* Start DATA FOR PROCESSING *

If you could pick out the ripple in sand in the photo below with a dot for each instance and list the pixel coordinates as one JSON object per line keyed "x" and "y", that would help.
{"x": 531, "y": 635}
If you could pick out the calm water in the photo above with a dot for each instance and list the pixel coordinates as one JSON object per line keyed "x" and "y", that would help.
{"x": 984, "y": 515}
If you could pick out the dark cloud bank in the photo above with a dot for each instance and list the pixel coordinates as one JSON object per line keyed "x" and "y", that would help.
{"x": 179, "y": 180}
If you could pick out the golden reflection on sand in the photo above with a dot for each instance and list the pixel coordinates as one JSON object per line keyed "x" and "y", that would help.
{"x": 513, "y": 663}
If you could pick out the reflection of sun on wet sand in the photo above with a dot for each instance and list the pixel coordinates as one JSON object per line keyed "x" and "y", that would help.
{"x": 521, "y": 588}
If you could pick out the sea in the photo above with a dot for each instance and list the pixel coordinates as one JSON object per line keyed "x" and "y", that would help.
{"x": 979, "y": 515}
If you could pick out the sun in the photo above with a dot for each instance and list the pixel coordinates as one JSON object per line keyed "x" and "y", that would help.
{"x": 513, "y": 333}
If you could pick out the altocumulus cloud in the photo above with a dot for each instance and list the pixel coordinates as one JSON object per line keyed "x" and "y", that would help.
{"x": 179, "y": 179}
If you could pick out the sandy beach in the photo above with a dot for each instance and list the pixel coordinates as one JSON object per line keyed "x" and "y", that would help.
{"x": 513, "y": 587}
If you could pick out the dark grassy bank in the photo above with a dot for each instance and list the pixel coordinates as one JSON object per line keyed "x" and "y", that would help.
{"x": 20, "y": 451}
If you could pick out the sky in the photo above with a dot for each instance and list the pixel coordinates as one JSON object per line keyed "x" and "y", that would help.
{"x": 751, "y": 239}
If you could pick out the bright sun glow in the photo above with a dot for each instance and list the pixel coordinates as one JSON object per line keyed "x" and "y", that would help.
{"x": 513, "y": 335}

* End DATA FOR PROCESSING *

» **PROBLEM TO SOLVE**:
Print all of the entries again, exactly as written.

» **OUTPUT FOR THIS TASK**:
If you could pick out the ripple in sand in the photo below with a dot for each instance and list the pixel coordinates as one JSON object per line keyed "x" and "y", that would help.
{"x": 531, "y": 635}
If you could pick out the calm water in the photo above with a dot for each instance and list the pixel coordinates as one JSON object per line keyed "x" and "y", that would help.
{"x": 984, "y": 515}
If you could pick out the dark cloud bank in the photo above with a dot for each instance and list the pixel coordinates as one JSON object per line keyed "x" and "y", that would help.
{"x": 179, "y": 180}
If you could pick out the golden reflection on sand in the photo above with a dot for each instance and list the pixel coordinates as one JSON object per line keyed "x" and "y", that would help.
{"x": 513, "y": 663}
If you could pick out the reflection of sun on wet sand in the photo above with a dot for each instance and list the pixel coordinates as one JSON object per line keyed "x" and "y", that would help.
{"x": 521, "y": 588}
If you could pick out the sea in the photo above with a dot for each instance and list the pixel coordinates as one JSON object per line keyed "x" and "y", that would help.
{"x": 979, "y": 515}
If you could pick out the sun in the photo above with a dot for each instance and list the pixel coordinates as one JSON object per line keyed "x" and "y", that would help.
{"x": 513, "y": 333}
If you could pick out the altocumulus cloud in the photo above with a dot for each instance and list the pixel coordinates as one JSON object per line keyed "x" and "y", that would help.
{"x": 179, "y": 179}
If you could pick out the sandy beach in the photo above with a dot for each instance and list the pixel coordinates as one JSON object per line keyed "x" and "y", that would help.
{"x": 513, "y": 587}
If you could pick out the dark grassy bank in the photo above with a dot for each instance and list the pixel coordinates as one JSON object per line keyed "x" and "y", that would help.
{"x": 20, "y": 451}
If you could pick out the sky in the photo above with a dot for each instance and list the pixel coordinates as one JSON object per line keyed "x" and "y", that would help.
{"x": 751, "y": 239}
If you could pick out the bright sun glow in the photo above with a dot for each instance and list the pixel coordinates as one JSON object per line keyed "x" and "y", that would help.
{"x": 513, "y": 335}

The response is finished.